RECORDED DATA |
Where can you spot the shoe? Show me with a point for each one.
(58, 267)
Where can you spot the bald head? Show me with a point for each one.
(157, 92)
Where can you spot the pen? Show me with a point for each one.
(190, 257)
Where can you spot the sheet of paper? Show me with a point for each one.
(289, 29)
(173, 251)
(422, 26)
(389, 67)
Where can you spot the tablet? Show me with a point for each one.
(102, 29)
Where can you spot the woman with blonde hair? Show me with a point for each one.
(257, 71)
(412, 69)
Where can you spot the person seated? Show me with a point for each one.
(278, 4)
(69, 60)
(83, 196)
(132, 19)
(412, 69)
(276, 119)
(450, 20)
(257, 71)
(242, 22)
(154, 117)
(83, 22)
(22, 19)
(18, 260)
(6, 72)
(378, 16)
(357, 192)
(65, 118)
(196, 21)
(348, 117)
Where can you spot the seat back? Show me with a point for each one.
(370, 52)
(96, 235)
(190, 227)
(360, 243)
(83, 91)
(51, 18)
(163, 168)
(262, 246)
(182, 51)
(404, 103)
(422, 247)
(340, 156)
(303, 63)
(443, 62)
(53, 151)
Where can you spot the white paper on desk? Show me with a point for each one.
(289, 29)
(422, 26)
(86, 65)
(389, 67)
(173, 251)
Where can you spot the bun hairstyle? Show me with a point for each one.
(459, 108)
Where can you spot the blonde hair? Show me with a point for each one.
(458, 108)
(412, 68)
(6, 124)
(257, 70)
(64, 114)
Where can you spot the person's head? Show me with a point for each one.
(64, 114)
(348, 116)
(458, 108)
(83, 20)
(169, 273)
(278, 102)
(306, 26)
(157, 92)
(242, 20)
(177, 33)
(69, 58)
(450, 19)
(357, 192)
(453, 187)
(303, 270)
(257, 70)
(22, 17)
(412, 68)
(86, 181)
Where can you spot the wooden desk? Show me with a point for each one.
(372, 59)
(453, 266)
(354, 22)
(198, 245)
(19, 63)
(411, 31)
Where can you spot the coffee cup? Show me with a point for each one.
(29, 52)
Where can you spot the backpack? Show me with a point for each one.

EXERCISE DETAILS | Beginning at the line that contains "Where can you spot the bun", retype each line of the listing up to and including the last one, exactly as it stands, and nothing else.

EXERCISE OUTPUT |
Where can you spot the bun hairstyle? Show me with a point for each one.
(459, 108)
Where can you spot the blonde hair? Show me with a point for each one.
(458, 108)
(412, 68)
(6, 124)
(257, 70)
(64, 114)
Where can you spot the person's head? Show me with a point for each one.
(64, 114)
(348, 116)
(458, 108)
(83, 20)
(169, 273)
(278, 102)
(306, 26)
(157, 92)
(242, 20)
(177, 33)
(69, 58)
(450, 19)
(357, 192)
(453, 187)
(303, 270)
(257, 70)
(22, 17)
(412, 68)
(86, 181)
Where can you spot the wooden desk? Show me with a point for each one.
(372, 59)
(453, 266)
(354, 22)
(198, 245)
(19, 63)
(411, 31)
Where can you spot the coffee cup? Show me with a point for each one.
(29, 52)
Where can you spot the backpack? Show me with a point for each one.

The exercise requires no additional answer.